* _INSTRUCTIONS TO FOLLOW_:
For each line in the data below that has the word "rushing", copy that line.

[Stored data entries]
++++

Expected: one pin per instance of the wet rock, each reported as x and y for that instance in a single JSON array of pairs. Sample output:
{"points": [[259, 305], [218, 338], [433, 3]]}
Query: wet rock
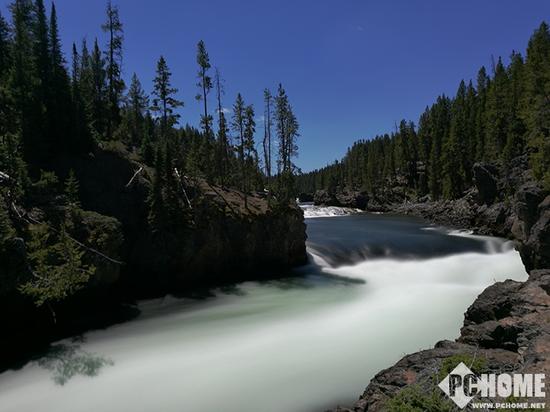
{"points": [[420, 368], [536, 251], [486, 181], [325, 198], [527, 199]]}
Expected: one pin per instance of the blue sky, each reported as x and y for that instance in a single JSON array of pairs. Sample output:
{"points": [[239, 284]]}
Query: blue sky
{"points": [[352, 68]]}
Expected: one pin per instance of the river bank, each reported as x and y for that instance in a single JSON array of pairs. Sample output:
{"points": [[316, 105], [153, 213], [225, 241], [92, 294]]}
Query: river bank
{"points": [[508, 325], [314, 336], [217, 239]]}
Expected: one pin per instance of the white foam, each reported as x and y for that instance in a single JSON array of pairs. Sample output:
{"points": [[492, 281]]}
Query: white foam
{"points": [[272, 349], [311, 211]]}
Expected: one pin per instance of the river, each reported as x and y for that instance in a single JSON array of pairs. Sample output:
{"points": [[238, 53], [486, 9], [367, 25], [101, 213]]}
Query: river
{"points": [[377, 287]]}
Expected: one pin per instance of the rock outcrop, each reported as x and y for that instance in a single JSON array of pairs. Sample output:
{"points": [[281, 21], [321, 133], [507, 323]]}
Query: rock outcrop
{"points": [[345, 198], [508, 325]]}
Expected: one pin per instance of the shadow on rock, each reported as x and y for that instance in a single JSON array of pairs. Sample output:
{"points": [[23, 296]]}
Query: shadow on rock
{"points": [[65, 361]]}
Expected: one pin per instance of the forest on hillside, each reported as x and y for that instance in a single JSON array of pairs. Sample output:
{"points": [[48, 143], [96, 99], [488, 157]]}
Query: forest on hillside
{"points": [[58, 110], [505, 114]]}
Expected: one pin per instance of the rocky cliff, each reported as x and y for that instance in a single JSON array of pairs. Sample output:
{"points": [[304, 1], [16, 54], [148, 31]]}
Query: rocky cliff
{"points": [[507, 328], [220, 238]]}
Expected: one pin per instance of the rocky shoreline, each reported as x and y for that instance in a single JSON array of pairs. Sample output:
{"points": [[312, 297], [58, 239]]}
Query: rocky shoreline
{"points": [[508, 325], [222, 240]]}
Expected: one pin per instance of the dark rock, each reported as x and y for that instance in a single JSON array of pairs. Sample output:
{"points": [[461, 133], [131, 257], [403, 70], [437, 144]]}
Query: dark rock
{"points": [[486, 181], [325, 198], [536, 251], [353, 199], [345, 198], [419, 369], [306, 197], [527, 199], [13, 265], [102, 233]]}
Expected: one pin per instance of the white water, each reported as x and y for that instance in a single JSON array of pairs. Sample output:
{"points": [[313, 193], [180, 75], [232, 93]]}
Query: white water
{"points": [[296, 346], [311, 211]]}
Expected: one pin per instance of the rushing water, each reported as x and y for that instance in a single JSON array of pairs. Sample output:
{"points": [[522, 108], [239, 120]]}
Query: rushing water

++++

* _SOLVED EXERCISE_:
Expected: one pin per instance of the rushing water, each reported as x and y for that instance in a single JSON array of pairs. Sample output:
Query: rushing water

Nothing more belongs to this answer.